== СТАТЬЯ ==
-----

Анализ исследований, посвященных фильму, демонстрирует отчетливую семантическую непрозрачность фильма. Так, Мария Белодубровская [Белодубровская 2006] сводит разговор о картине к “стилю”, понятому в терминах “декоративности”: оперируя противопоставлением декоративность vs. семантичность, исследовательница высказывается в пользу асимволичности “Строгого юноши”. Произведение Роома и Олеши предстает воплощением “формализма” (почти в духе незабываемых писаний Бориса Шумяцкого или постановления о запрете картины), асемантической, автотелической “красоты”. “Строгий юноша” оказывается инкарнацией эстетизма, причем “красота” — как ей и положено — становится объектом любования, рассматривания, созерцания, удовольствия, но не истолкования — семантическая перспектива остается блокированной.
Признавая простоту, элементарность сюжетной линии “Строгого юноши”, автор единственного монографического анализа фильма Джерри Хейл в статье, опубликованной через тринадцать лет после выхода его книжки [Heil 1989], чересчур откровенно признается, что суть сюжета “ускользает, благодаря использованию [авторами] стратегии загадки и темной символики” (“remains elusive, due to often arcane strategies and cryptic symbolism”) [Heil 2002: 163]. Если воспользоваться терминологией Юрия Цивьяна, фильм порождает эффекты, однако среди этих эффектов отсутствует смысл, картина предстает “киновещью”, не превращаясь в “кинотекст” [Цивьян 2006: 170].
Отмечая интерпретационные трудности, с которыми встречается исследователь, пытающийся проникнуть в смысловой мир “Строгого юноши”, авторы работ о картине выделяют сходные явления, в частности своего рода “внутренние зазоры” фильма (о которых автору неоднократно приходилось слышать от восторженных и одновременно недоумевающих зрителей). Елена Толстик в статье “Репрессивный конструкт гармоничности” пишет о том, что в случае “Строгого юноши” “загадка [фильма] кроется не в рассказываемой, а в показываемой истории” [Толстик 2004]. Джан Пьеро Пиретто в работе “Eros e ideologia in URSS: Strogij Junosha (Un Giovane rigoroso) di Abram Room (1936)” отмечает “двусмысленность отношений между словом (политико-философскими дискуссиями) и иконографией” (“l’ambiguità del rapporto tra parole (discusioni filosofico-politiche) e iconografia”) [Piretto 2002].
В результате возникает ряд тесно связанных друг с другом разрывов: между видеорядом и словом, между сюжетом и символикой, между словом (диалогами) и действием2 и т.п. Картина предстает или своеобразной загадкой, “движущимся ребусом”, или смысловой негативностью. Именно для того, чтобы чем-то заполнить эту смысловую пустоту, исследователи, как кажется, и прибегают к “большим нарративам”, к общим местам о “тоталитарной культуре” и т.п. Эти абстракции (давно ставшие тривиальностями и сами по себе настоятельно требующие критической дебанализации) оказываются теми контекстами, в рамках которых, как правило, рассматривается фильм.

-----

== ФРАГМЕНТ ДАННЫХ ==
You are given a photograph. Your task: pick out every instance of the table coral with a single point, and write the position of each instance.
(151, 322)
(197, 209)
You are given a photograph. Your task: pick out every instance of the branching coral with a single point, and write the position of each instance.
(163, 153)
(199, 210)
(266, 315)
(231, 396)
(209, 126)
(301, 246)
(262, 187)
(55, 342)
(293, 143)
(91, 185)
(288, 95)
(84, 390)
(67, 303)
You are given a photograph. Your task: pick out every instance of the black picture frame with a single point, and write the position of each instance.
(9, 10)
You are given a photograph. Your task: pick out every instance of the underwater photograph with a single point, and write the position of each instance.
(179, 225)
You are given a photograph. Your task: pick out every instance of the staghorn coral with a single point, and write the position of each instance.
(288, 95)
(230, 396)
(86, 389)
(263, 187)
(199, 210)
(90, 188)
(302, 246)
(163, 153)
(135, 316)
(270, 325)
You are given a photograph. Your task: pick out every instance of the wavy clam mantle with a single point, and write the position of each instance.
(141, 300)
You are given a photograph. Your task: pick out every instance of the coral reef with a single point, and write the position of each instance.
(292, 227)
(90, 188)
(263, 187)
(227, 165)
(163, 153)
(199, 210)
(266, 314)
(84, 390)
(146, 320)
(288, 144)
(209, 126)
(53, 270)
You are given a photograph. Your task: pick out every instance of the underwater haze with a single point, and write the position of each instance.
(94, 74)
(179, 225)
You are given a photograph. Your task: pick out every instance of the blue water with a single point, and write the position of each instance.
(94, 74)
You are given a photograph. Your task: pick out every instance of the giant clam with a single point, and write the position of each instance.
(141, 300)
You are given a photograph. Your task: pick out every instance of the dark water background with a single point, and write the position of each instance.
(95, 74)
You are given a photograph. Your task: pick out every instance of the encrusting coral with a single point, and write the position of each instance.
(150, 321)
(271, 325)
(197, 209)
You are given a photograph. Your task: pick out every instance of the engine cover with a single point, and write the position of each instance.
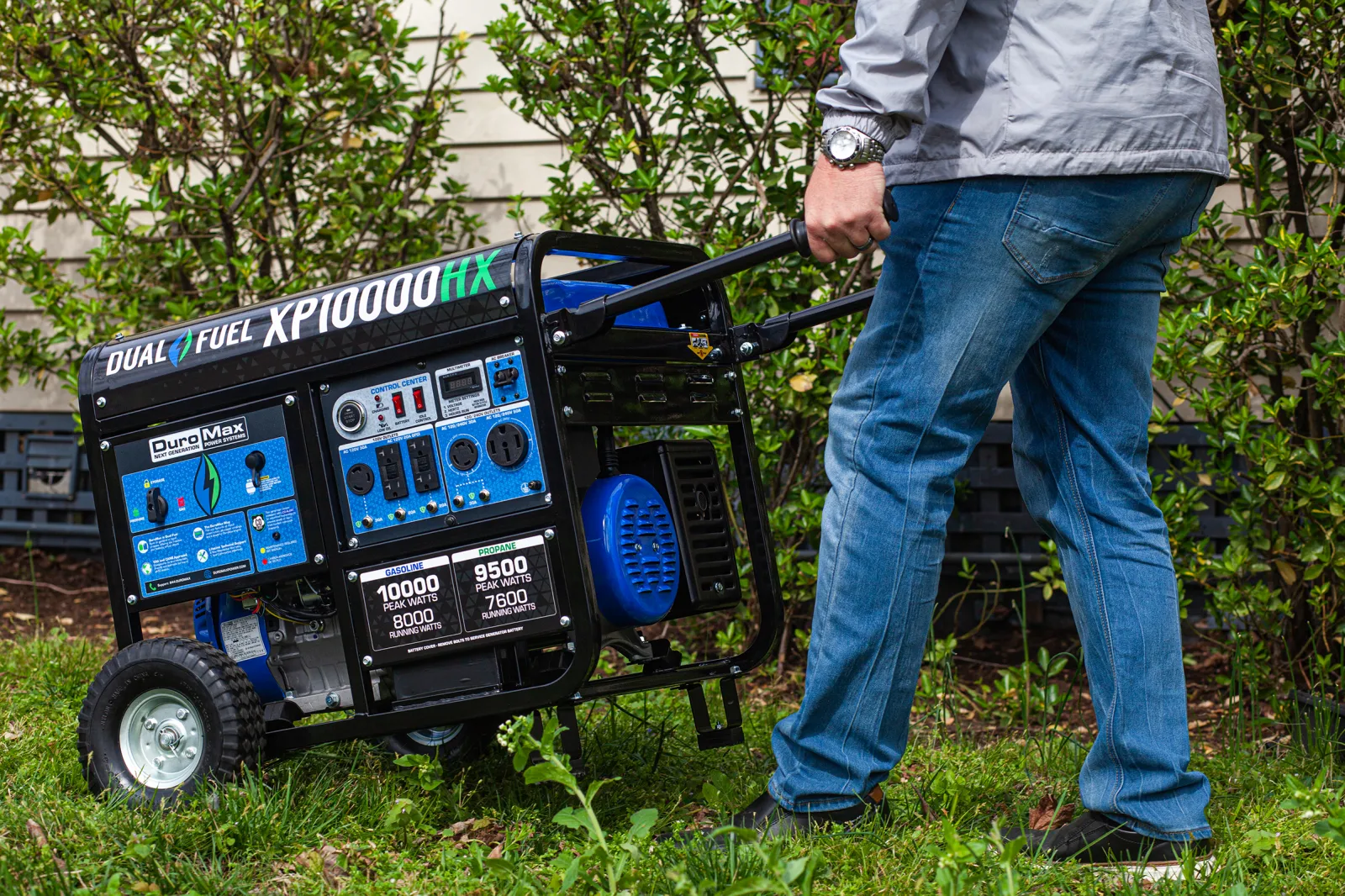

-----

== ЗАДАНИЕ 1 ==
Через сколько лет после выхода книги Джерри Хейла о фильме «Строгий юноша» вышла его статья, упомянутая в статье?
== ЗАДАНИЕ 2 ==
Перечислите всех исследователей, на чьи работы в статье о фильме «Строгий юноша» даны ссылки в квадратных скобках.
== ЗАДАНИЕ 3 ==
Перепишите из статьи дословно фрагмент от слов «Анализ исследований, посвященных» до слов «перспектива остается блокированной.» включительно.

== РЕЗУЛЬТАТ ВЫПОЛНЕНИЯ 1 ==
Через тринадцать лет.

== РЕЗУЛЬТАТ ВЫПОЛНЕНИЯ 2 ==
Мария Белодубровская, Джерри Хейл, Юрий Цивьян, Елена Толстик, Джан Пьеро Пиретто.

== РЕЗУЛЬТАТ ВЫПОЛНЕНИЯ 3 ==
Анализ исследований, посвященных фильму, демонстрирует отчетливую семантическую непрозрачность фильма. Так, Мария Белодубровская [Белодубровская 2006] сводит разговор о картине к “стилю”, понятому в терминах “декоративности”: оперируя противопоставлением декоративность vs. семантичность, исследовательница высказывается в пользу асимволичности “Строгого юноши”. Произведение Роома и Олеши предстает воплощением “формализма” (почти в духе незабываемых писаний Бориса Шумяцкого или постановления о запрете картины), асемантической, автотелической “красоты”. “Строгий юноша” оказывается инкарнацией эстетизма, причем “красота” — как ей и положено — становится объектом любования, рассматривания, созерцания, удовольствия, но не истолкования — семантическая перспектива остается блокированной.